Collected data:
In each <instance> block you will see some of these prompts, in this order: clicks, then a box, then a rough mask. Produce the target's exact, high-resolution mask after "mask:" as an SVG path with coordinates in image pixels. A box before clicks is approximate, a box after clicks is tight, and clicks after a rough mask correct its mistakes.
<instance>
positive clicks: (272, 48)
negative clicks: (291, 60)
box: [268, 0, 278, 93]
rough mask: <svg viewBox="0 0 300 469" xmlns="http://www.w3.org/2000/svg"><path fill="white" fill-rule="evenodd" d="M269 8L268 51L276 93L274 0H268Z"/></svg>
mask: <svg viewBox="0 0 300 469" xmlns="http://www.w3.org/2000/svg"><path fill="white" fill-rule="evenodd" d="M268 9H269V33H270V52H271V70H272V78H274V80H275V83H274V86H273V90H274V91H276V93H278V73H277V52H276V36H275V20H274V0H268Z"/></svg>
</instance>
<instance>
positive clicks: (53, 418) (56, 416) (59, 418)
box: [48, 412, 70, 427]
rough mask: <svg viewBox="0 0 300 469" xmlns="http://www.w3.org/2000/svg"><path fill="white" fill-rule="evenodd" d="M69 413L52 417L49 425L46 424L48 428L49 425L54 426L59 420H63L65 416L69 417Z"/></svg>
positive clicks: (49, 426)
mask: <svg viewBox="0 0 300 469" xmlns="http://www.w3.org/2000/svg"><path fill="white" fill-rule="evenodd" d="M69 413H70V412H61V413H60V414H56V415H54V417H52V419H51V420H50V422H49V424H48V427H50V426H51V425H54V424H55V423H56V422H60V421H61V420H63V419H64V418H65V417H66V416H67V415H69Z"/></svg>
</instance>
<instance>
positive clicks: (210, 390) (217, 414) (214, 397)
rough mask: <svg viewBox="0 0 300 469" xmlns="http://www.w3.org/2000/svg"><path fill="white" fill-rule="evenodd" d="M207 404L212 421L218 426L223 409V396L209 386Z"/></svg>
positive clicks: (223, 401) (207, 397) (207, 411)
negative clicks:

**Task prompt:**
Find the lines in the entries above where "negative" occurs, and copy each of them.

**Result of the exercise:**
negative clicks: (291, 60)
negative clicks:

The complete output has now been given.